_SOURCE DOCUMENT_
- - - -

Steps in the workflow represent a business task or a system activity. Steps can be executed by a user, a group of users, or by an automated application. Workflow steps can run in parallel to facilitate efficient processes.
Routing defines the order in which the steps are executed. Routing can be based on a specific rule or events. Except for the last step, every step has one or more routes that lead to it. Routes can be defined so that they are always taken or followed only if a condition is met.
You can use deadlines and timers to ensure that work is processed in a timely manner. A deadline provides a time-based scheduling constraint, which requires that a step or workflow is completed within a certain amount of time. The deadline can be relative to the time that the step was routed to the participant or to the time that the workflow was launched. A participant with a deadline can receive a reminder of the pending deadline through an email message. When the deadline is passed, a visual reminder displays in the participant’s inbox, and an email can be sent to a configurable list, such as one or more supervisors. The distribution list can be specific to each work item. This automatic process escalation has the additional benefit of operatively ensuring that certain functions or processes are completed on time and without tying up resources to continuously monitor system activities.
A timer indicates a time during which you want a specified series of steps to process. If the timer expires before this processing completes, processing proceeds to another workflow map that provides alternate processing of the work.
 
Recommendations: For complex content-centric processes, use the process management capabilities of Content Manager. Examples of content-centric processes are loan origination processes and insurance claim processes. Using Content Manager process management, you can activate the organizational content and take control over processes that involve documents.
13.1.4 Presentation features
Several P8 Content Manager features are available to present content to your users. IBM FileNet P8 presentation features include options for converting active content to the following formats:
Native content format
PDF
HTML
Darwin Information Typing Architecture (DITA) documents
Annotations
Native content format
FileNet Content Manager stores the content in the native content format (format in which the content is created). When the content is retrieved from Content Manager, the content stream is passed to the client and managed by the associated client application. Content also can be displayed on the requesting client by using the embedded Content Manager Viewer.

- - - -

_TO DO_
(1) According to the FileNet Content Manager text, what does the automatic escalation that follows a passed deadline accomplish? Answer in one to three sentences.
(2) Write the next part of the FileNet Content Manager text, starting after its final sentence.

- - - -

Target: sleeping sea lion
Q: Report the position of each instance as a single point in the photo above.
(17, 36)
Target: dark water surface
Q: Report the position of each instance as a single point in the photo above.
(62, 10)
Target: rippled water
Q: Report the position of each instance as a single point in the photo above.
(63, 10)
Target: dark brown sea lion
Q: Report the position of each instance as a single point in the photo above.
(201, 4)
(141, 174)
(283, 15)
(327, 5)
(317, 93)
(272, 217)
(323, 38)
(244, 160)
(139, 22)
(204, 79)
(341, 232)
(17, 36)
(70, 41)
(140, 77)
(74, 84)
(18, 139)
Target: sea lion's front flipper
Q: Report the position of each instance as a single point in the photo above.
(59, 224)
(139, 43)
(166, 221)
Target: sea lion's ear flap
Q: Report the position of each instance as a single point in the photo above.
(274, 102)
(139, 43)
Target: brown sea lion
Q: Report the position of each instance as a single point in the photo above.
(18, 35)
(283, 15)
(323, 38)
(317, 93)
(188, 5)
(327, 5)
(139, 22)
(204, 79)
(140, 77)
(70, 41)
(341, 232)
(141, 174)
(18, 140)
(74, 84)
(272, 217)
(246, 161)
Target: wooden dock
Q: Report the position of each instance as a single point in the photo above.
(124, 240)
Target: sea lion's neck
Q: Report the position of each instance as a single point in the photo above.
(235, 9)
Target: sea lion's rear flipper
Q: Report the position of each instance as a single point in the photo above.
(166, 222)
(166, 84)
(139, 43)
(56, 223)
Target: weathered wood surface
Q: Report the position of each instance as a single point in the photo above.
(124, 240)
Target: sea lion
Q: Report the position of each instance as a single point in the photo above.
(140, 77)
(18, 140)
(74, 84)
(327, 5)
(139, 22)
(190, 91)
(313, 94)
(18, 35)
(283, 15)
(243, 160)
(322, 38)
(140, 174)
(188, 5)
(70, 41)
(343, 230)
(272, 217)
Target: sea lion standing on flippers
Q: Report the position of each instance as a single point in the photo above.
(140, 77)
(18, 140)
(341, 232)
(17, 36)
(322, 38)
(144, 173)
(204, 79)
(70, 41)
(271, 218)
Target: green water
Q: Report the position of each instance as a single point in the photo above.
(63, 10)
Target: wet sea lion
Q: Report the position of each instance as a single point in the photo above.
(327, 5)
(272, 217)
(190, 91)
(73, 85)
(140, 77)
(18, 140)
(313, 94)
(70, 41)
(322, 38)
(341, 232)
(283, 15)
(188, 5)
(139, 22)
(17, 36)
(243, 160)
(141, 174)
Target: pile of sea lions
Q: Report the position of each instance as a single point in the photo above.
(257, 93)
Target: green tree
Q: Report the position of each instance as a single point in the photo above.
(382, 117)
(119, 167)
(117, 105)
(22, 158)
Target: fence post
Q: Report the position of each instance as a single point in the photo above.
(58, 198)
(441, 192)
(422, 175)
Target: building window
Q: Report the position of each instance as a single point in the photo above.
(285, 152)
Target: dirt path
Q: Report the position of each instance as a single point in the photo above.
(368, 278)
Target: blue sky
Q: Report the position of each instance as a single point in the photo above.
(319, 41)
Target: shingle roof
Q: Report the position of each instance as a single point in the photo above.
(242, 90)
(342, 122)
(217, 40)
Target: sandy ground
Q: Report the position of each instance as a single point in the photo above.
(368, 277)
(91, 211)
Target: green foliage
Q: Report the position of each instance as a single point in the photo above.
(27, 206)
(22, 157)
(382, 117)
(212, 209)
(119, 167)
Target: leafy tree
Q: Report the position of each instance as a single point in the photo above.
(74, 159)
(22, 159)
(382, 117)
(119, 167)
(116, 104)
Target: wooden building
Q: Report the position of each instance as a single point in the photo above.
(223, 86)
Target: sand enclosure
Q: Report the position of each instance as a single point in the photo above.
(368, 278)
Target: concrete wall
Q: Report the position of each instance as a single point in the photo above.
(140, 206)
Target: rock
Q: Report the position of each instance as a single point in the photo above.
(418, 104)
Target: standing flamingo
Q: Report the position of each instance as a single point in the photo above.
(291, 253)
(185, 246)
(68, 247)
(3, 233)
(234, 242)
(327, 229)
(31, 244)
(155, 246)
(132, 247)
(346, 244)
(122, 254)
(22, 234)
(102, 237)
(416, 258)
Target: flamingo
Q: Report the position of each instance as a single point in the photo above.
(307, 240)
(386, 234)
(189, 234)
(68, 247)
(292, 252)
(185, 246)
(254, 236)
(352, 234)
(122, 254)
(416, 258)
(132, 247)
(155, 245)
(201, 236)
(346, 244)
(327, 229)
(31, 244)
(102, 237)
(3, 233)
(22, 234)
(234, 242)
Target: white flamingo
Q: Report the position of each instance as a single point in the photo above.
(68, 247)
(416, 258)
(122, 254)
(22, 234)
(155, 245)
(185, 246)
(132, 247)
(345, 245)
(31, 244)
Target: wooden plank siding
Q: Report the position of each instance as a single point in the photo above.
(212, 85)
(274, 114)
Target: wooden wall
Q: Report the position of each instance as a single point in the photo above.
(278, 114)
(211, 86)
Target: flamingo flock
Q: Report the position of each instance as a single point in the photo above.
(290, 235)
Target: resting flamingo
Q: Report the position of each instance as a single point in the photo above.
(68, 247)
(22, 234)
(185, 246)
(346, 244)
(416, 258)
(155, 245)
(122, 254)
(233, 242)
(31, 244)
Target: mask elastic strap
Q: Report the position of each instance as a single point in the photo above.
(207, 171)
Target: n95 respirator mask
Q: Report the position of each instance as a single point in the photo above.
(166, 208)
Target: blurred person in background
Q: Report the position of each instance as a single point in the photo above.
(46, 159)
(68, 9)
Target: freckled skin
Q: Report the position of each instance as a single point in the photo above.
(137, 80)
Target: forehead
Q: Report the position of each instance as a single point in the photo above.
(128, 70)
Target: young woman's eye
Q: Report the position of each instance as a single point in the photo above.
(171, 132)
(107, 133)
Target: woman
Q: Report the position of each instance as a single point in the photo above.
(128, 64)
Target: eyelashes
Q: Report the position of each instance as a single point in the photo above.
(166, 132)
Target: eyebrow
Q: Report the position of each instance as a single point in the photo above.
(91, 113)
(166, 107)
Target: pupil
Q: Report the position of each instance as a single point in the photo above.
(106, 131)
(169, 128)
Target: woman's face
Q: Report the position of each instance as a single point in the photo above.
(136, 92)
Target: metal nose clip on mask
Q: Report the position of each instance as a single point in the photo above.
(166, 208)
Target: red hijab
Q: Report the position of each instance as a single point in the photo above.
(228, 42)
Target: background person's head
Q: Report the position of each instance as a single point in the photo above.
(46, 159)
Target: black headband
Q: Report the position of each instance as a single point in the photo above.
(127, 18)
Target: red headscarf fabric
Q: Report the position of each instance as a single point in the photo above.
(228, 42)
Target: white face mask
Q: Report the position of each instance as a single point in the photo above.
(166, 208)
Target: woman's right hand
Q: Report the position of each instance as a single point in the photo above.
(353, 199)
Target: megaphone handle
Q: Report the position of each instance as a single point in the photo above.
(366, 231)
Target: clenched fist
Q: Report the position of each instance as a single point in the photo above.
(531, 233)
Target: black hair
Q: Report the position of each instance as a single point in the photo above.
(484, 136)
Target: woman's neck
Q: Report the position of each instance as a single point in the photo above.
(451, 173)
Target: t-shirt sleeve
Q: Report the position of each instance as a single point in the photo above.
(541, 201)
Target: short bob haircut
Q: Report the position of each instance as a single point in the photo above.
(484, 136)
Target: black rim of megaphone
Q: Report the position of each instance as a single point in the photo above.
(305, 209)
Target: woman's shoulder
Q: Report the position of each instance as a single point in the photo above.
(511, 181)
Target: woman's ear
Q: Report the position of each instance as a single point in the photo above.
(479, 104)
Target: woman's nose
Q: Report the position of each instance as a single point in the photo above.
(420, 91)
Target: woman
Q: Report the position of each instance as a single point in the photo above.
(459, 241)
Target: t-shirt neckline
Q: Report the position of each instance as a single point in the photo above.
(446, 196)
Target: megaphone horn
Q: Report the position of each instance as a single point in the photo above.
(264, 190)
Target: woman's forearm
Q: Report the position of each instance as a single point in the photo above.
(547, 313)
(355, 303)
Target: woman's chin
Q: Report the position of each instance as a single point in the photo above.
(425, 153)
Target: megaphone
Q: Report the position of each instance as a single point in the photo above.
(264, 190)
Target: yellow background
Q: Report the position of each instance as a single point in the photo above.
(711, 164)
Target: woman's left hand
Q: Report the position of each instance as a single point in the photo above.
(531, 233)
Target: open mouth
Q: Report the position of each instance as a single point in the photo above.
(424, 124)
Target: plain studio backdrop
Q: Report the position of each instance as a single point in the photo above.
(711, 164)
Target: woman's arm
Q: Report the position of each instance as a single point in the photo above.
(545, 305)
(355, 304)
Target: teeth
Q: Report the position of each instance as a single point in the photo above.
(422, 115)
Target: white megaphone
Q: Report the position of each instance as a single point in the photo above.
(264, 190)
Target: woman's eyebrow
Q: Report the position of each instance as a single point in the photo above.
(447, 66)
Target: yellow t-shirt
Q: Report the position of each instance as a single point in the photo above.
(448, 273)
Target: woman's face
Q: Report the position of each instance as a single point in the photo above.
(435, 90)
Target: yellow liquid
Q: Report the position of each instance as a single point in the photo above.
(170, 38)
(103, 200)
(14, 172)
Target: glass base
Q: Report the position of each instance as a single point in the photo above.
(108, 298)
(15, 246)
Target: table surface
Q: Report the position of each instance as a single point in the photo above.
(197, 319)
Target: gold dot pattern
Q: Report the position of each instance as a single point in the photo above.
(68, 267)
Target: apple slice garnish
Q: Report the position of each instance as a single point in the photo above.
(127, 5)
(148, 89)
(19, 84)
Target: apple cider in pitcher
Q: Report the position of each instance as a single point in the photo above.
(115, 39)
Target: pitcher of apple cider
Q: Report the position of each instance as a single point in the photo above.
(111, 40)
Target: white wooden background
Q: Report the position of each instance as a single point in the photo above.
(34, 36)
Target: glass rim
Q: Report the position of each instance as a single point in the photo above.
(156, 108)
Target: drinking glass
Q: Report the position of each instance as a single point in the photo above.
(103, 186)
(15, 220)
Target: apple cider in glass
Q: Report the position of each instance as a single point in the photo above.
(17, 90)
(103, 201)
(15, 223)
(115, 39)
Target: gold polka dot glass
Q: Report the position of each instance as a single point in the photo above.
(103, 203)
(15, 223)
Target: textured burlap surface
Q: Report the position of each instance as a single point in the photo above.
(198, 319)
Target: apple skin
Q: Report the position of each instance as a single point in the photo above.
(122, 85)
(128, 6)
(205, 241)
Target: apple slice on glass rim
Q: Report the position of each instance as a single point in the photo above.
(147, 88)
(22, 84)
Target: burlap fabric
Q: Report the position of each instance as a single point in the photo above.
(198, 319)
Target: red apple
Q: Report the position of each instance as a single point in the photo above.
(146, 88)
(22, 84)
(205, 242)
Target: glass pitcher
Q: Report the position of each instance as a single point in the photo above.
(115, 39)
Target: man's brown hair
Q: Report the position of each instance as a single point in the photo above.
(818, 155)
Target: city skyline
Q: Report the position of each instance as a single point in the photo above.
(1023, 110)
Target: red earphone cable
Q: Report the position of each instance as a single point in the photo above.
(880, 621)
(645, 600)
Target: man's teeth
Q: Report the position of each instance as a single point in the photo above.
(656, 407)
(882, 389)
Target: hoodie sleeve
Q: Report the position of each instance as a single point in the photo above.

- - - -

_EXPECTED RESPONSES_
(1) Automatic escalation makes sure that certain functions or processes are completed on time. It does this without tying up resources to continuously monitor system activities.

(2)
 
Recommendations: Try to use the embedded Content Manager Viewer as much as possible. It provides multiple views of the content according to user preference and IT permission sets and it ensures security. It makes the ECM experience positive and transparent to the users by solving issues such as where and how to store documents.
PDF and HTML presentation
The Rendition Engine is a P8 Content Manager add-on that facilitates document publishing. Publishing a document enables converting a document into PDF or HTML format, or generating a replica of the document in either PDF or HTML format. The replica, which is known as the publication document, can have its own security and property settings. Publishing can be triggered by event actions or by changes in a document’s lifecycle state. When a document reaches the “released” lifecycle state, for example, a PDF version can be automatically created with public-view security rights.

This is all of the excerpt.